### DATA
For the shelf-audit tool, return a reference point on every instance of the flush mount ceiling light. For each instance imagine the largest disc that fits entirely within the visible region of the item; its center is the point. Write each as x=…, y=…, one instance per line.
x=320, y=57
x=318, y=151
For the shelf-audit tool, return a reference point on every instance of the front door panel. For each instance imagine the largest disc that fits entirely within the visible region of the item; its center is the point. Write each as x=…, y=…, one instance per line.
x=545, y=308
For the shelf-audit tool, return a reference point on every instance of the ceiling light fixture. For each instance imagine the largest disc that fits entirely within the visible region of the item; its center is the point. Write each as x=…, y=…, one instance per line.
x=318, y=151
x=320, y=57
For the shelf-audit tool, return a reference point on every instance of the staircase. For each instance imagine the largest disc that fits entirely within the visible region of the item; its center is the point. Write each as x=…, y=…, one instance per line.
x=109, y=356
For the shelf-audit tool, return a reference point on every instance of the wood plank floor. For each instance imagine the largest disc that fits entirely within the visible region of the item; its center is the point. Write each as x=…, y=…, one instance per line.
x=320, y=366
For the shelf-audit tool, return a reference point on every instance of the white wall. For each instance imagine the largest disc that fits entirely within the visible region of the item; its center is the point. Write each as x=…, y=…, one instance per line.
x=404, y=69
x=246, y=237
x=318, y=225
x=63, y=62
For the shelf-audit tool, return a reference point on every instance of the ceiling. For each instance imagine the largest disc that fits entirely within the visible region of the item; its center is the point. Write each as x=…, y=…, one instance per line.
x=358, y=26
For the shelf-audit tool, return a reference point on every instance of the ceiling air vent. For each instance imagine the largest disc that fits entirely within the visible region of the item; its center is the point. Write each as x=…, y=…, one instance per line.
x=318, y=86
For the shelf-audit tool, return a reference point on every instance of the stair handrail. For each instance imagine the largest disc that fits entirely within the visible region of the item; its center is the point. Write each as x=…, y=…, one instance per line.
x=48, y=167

### WHAT IS EXPECTED
Reproduce all of the material above word for word, from the first line through the last.

### EXPECTED ANSWER
For the shelf-audit tool, return a reference point on every instance of the flush mount ceiling light. For each instance imagine the largest disc that fits entirely within the visible region of the item; its center is the point. Write each as x=…, y=…, one instance per line.
x=320, y=57
x=318, y=151
For the shelf-audit tool, return a reference point on every instance of the front door panel. For each instance imagine the largest disc that fits entirely within the visible region of the item; its center is the point. Write each as x=…, y=…, one instance per line.
x=545, y=308
For the shelf-audit tool, return a reference point on every instance of the ceiling light fixture. For each instance imagine the largest disc that fits entirely within the visible region of the item; its center is the point. Write each as x=…, y=…, one instance per line.
x=318, y=151
x=320, y=57
For the shelf-audit tool, return a reference point on every instance of the staircase. For each instance imagine the largest disc that fits entirely within the visible region of the item; its center is the point. Write each as x=…, y=…, one instance per line.
x=109, y=356
For the shelf-audit tool, return a reference point on every instance of the wood plank floor. For each instance imagine the largest disc that fits entirely within the visible region of the item; its center is the point. Write each as x=…, y=…, one instance per line.
x=320, y=366
For the shelf-audit tool, return a reference point on every instance of the white wall. For each instance imagine the largest disc that fits entirely within the visible region of the item; its center is the point. Write each as x=…, y=…, one instance per line.
x=404, y=69
x=246, y=237
x=318, y=225
x=63, y=62
For the shelf-audit tool, return a reference point on every instance of the ceiling. For each instance imagine the largest disc that fits entirely within the visible region of the item; its center is the point. Write each as x=…, y=…, one instance per line.
x=358, y=26
For the shelf-audit tool, return a reference point on every instance of the ceiling air vent. For each instance imagine the largest disc that fits entirely within the visible region of the item; its center is the point. Write each as x=…, y=…, one instance per line.
x=318, y=86
For the shelf-audit tool, return a reference point on every instance of the stair handrail. For each instance imagine the largest disc that fits entirely within the visible region of the item; its center is the point. Write each as x=…, y=…, one instance per line.
x=48, y=167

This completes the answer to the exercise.